(Listing of named object pointing entries)
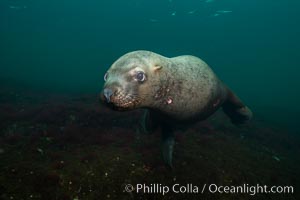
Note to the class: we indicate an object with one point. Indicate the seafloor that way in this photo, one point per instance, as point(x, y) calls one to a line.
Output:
point(67, 147)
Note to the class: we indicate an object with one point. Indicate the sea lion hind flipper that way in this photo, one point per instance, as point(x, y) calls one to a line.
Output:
point(235, 109)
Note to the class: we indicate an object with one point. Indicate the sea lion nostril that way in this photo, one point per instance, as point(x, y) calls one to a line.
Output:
point(107, 93)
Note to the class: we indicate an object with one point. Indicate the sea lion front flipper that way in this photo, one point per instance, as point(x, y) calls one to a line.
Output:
point(167, 145)
point(148, 123)
point(234, 108)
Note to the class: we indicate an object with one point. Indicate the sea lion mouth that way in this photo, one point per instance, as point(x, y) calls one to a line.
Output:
point(121, 101)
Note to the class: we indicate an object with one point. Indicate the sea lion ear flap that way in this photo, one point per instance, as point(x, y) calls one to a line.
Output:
point(157, 67)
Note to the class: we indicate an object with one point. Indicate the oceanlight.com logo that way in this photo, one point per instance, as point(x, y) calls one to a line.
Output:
point(189, 188)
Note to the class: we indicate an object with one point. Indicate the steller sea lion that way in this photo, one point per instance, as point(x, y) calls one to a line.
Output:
point(178, 90)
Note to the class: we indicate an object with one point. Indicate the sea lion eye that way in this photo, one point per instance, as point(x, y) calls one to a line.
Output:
point(140, 76)
point(105, 76)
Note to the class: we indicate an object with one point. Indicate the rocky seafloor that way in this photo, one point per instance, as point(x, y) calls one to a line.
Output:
point(67, 147)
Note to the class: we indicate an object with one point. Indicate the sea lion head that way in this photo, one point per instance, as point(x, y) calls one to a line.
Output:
point(132, 80)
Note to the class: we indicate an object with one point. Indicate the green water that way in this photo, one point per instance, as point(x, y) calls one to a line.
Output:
point(67, 45)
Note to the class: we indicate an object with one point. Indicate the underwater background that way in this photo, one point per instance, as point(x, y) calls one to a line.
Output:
point(58, 142)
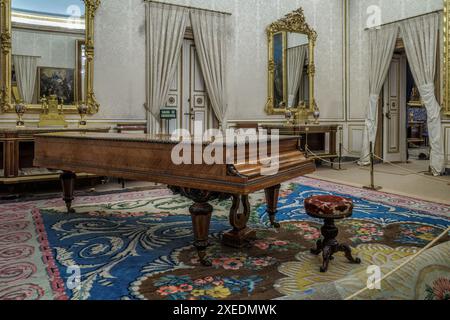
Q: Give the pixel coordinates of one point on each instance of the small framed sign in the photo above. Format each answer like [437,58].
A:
[168,114]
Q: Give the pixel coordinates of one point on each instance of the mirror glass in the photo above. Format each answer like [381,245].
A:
[296,69]
[48,50]
[279,64]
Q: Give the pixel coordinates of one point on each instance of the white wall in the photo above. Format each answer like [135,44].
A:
[120,55]
[54,49]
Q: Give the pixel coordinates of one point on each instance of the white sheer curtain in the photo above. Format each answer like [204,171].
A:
[420,36]
[381,49]
[296,62]
[211,32]
[166,26]
[26,70]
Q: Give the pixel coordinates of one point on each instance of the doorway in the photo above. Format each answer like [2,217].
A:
[403,133]
[188,94]
[394,111]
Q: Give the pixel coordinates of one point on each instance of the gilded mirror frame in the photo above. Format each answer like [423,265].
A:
[446,67]
[292,22]
[6,104]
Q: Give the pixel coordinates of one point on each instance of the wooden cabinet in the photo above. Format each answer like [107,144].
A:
[17,153]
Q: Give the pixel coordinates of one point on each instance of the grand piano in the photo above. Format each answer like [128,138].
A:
[151,158]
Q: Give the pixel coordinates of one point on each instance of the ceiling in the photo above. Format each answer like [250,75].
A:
[65,8]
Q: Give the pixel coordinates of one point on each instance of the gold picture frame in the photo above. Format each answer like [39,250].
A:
[6,104]
[292,22]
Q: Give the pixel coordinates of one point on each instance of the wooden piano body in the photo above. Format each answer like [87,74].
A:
[150,158]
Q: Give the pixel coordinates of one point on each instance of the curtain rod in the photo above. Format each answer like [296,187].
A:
[188,7]
[398,21]
[26,55]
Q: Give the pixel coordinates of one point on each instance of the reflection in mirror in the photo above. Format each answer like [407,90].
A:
[297,63]
[48,56]
[278,58]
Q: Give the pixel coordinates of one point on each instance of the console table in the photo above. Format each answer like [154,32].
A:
[17,153]
[320,139]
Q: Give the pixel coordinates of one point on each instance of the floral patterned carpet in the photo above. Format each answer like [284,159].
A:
[137,245]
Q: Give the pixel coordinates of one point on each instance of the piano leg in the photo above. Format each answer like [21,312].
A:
[201,217]
[68,184]
[272,195]
[241,235]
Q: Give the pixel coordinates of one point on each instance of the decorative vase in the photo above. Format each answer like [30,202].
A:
[82,110]
[20,110]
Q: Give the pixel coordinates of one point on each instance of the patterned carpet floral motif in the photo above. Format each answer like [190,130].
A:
[137,245]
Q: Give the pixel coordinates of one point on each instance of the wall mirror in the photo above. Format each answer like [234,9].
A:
[291,69]
[47,51]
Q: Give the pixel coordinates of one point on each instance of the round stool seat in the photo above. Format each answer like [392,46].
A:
[329,207]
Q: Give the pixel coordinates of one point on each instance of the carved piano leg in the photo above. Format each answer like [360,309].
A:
[272,195]
[241,235]
[68,185]
[201,212]
[201,218]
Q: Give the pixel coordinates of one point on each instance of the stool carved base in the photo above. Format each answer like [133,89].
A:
[329,246]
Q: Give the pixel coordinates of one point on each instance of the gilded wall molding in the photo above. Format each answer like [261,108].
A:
[91,7]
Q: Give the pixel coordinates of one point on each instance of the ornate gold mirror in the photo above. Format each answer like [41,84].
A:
[291,43]
[47,55]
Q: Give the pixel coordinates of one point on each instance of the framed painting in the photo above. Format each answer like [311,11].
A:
[57,81]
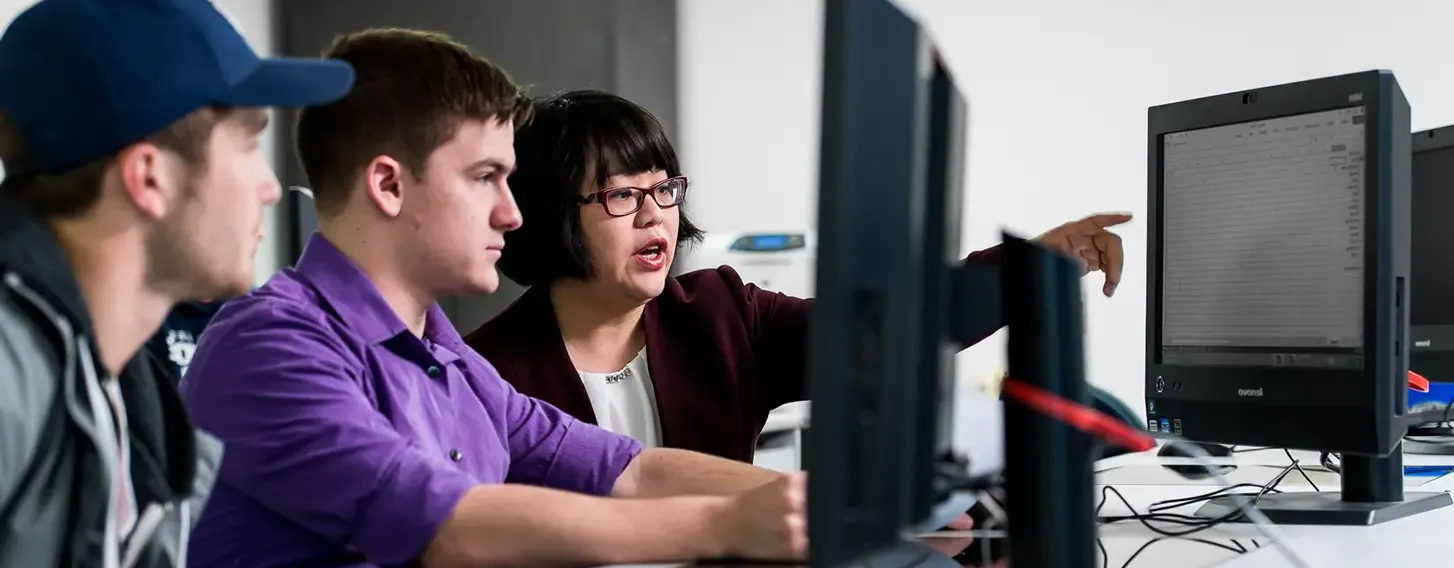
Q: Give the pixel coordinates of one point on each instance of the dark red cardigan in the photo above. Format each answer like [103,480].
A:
[721,356]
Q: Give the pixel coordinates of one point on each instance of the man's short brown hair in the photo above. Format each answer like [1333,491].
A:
[71,193]
[410,93]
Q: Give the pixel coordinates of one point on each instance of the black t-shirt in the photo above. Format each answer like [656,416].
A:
[175,343]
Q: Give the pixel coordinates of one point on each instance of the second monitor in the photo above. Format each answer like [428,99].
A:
[1278,273]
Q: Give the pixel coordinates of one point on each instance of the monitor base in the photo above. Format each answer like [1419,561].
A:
[906,554]
[1326,509]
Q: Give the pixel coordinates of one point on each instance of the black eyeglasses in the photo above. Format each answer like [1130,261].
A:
[625,201]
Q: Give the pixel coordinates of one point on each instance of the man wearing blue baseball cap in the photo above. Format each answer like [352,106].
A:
[128,137]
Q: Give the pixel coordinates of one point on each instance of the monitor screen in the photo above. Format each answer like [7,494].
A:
[1262,253]
[1431,275]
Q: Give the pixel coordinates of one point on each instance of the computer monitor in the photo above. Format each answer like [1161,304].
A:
[881,352]
[1431,270]
[1277,284]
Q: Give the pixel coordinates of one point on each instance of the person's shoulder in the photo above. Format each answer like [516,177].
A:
[708,292]
[276,320]
[705,285]
[29,366]
[284,301]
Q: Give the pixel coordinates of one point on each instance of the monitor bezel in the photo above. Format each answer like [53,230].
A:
[1428,141]
[1293,404]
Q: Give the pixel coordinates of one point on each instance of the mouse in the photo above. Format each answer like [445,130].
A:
[1193,471]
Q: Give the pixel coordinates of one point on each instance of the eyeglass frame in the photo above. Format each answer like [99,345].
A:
[639,192]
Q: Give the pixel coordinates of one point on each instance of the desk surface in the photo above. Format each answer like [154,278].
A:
[1140,478]
[1400,542]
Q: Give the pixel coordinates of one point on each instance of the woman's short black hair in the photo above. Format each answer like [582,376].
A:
[576,140]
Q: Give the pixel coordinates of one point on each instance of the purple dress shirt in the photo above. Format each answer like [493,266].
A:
[348,439]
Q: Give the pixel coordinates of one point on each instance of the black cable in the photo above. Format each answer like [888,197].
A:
[1300,469]
[1159,539]
[1191,523]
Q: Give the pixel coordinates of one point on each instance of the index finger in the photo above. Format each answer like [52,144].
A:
[1113,259]
[1107,220]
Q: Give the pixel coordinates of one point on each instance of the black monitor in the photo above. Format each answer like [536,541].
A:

■ **GIVEN REQUEST**: Rewrite the part of the listing above that opens at its start and closes with the line containing "point(121, 101)", keeping every line, including the requests, but shift each coordinate in the answers up by 5. Leave the pictures out.

■ **WORKED ANSWER**:
Note to the class: we indicate an object with one point. Indicate the seafloor that way in this photo, one point per instance, as point(x, y) calls one to a line.
Output:
point(72, 152)
Note to the class: we indicate an object with one point. Indicate the sea lion hind flipper that way in this photo, one point per instance, as point(x, y) calls one to a line.
Output:
point(240, 114)
Note to the class: we indicate an object with one point. Indicate the sea lion nostril that way in this photo, one point per instance, as point(x, y) calls one to a line.
Output:
point(112, 98)
Note to the class: we indicate an object with one point. Indicate the sea lion front flipper that way in this photo, one point per instance, as point(x, y) calls one to a line.
Output:
point(172, 150)
point(153, 128)
point(239, 113)
Note to the class: we indicate an object with one point. Indicate the sea lion mouth that way in this photo, one point per instance, as point(x, y) calls one to a line.
Output:
point(126, 106)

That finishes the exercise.